[WORK ITEM]: Only lines holding "scarf" are needed; copy each of them from the data below.

[RECORDS SHOWN]:
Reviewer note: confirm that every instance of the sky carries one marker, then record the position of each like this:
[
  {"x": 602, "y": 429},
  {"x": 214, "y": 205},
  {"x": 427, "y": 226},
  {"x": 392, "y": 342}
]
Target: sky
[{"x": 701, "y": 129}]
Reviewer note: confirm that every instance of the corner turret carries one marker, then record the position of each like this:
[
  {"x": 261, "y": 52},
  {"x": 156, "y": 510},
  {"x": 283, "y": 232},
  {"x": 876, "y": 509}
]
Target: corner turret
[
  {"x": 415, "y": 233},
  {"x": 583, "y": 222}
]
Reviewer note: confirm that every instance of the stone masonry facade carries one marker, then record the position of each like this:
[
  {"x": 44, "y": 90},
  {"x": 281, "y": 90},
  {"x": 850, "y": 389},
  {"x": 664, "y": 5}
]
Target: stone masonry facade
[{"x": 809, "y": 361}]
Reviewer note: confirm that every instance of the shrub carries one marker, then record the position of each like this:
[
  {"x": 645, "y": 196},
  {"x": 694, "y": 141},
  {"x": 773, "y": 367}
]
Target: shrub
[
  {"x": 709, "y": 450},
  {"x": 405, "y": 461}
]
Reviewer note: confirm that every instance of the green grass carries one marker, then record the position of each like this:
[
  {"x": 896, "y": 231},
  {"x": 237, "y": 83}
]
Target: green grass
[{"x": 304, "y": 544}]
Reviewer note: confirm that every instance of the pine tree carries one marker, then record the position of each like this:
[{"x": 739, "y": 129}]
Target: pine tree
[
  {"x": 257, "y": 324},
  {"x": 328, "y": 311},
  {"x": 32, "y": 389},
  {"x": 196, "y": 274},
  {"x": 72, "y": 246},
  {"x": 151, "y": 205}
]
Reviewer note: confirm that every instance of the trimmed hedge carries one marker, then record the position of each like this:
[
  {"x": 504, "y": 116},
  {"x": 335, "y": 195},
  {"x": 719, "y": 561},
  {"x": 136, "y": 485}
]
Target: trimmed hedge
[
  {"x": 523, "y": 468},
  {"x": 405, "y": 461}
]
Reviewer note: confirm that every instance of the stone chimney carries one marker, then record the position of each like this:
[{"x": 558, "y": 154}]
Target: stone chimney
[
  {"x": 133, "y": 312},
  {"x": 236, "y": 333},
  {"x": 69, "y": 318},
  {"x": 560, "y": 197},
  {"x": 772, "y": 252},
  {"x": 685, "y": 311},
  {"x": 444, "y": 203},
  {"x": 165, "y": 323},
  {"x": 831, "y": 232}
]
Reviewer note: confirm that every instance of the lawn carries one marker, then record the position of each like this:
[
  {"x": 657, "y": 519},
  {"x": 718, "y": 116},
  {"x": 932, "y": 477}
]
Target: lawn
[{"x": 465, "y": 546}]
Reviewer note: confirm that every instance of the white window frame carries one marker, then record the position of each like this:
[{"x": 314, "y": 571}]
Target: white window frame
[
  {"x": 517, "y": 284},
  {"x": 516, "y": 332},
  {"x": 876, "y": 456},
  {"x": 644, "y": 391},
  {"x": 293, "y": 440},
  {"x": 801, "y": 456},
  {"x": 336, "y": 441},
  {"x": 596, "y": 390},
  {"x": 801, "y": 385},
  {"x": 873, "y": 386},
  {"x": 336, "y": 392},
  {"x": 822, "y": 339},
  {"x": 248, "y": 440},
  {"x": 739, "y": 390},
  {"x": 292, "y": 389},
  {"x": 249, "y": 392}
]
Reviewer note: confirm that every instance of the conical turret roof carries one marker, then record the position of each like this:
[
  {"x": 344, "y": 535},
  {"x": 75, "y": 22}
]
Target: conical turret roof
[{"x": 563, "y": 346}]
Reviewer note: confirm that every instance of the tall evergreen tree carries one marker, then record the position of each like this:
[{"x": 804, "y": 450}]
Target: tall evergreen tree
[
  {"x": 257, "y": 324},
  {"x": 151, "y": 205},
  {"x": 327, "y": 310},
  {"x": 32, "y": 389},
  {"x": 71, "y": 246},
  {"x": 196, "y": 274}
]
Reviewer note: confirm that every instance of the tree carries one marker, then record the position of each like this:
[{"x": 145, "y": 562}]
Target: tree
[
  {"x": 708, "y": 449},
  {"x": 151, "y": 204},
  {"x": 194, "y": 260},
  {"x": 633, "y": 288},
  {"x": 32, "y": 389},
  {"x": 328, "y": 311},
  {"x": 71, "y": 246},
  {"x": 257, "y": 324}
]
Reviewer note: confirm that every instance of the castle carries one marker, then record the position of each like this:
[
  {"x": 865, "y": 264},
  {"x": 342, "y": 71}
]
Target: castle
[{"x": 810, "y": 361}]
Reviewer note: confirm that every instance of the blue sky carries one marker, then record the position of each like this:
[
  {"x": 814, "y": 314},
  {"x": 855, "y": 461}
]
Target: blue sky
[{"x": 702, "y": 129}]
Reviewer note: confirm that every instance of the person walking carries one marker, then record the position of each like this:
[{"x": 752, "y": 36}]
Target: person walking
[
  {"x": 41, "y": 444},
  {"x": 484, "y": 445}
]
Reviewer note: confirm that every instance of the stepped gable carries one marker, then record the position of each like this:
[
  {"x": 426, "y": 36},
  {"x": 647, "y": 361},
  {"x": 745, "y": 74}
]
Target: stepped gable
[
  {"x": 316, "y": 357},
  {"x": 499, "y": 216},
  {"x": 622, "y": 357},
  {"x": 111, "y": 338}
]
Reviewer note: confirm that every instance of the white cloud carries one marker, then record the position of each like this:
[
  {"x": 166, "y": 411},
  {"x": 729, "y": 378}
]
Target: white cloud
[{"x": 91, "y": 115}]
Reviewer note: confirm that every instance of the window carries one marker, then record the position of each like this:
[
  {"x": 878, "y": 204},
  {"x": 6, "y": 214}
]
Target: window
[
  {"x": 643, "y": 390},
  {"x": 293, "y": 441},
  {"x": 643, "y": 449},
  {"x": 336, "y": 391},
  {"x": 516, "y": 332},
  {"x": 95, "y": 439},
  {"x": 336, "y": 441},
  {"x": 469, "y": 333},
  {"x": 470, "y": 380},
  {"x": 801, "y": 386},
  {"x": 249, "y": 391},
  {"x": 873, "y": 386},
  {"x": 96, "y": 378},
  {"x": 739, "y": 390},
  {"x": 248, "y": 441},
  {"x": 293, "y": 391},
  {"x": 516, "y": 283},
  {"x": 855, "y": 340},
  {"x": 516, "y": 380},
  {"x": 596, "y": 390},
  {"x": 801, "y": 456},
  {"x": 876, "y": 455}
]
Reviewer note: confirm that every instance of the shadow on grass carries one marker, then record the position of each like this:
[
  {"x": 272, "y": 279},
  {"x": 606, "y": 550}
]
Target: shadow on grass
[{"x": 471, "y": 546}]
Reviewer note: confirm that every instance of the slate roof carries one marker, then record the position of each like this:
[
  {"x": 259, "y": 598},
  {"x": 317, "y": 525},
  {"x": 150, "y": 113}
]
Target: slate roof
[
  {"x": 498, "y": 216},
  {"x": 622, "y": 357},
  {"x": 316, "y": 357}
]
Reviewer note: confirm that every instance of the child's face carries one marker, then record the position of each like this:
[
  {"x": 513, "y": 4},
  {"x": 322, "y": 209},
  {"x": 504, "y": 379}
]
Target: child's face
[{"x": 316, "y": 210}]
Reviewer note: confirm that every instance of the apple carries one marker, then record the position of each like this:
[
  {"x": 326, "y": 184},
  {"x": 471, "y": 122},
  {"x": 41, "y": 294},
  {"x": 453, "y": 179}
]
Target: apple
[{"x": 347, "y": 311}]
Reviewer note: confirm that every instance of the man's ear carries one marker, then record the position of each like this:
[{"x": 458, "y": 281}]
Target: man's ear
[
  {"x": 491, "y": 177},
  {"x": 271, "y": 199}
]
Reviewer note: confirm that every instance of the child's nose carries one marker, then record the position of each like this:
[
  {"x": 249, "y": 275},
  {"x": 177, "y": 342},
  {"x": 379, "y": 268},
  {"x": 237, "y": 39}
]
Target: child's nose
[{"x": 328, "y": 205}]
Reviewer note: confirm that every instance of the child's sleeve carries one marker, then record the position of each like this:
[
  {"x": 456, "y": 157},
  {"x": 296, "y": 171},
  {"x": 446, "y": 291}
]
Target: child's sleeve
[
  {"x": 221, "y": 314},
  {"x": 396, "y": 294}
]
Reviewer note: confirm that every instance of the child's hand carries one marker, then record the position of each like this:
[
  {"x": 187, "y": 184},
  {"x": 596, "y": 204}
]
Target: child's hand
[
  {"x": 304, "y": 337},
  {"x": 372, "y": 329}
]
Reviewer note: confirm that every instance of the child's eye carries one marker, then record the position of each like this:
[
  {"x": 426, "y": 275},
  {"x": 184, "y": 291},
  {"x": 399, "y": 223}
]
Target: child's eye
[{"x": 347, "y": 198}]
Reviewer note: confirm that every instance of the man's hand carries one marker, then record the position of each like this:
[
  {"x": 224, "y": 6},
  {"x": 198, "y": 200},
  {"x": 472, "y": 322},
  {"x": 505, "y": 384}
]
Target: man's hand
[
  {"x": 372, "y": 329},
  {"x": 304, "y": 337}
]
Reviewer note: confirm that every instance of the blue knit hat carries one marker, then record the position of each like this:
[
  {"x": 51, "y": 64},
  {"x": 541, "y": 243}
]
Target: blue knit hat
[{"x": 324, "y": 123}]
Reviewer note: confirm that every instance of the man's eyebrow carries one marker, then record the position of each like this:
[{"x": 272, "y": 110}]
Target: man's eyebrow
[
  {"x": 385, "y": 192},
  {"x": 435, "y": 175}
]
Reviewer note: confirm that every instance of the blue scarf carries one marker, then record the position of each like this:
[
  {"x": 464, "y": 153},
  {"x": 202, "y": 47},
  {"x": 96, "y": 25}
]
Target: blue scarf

[ANSWER BOX]:
Reviewer note: confirm that every instance of the blue scarf carries one marker, then record the position of each like this:
Target: blue scarf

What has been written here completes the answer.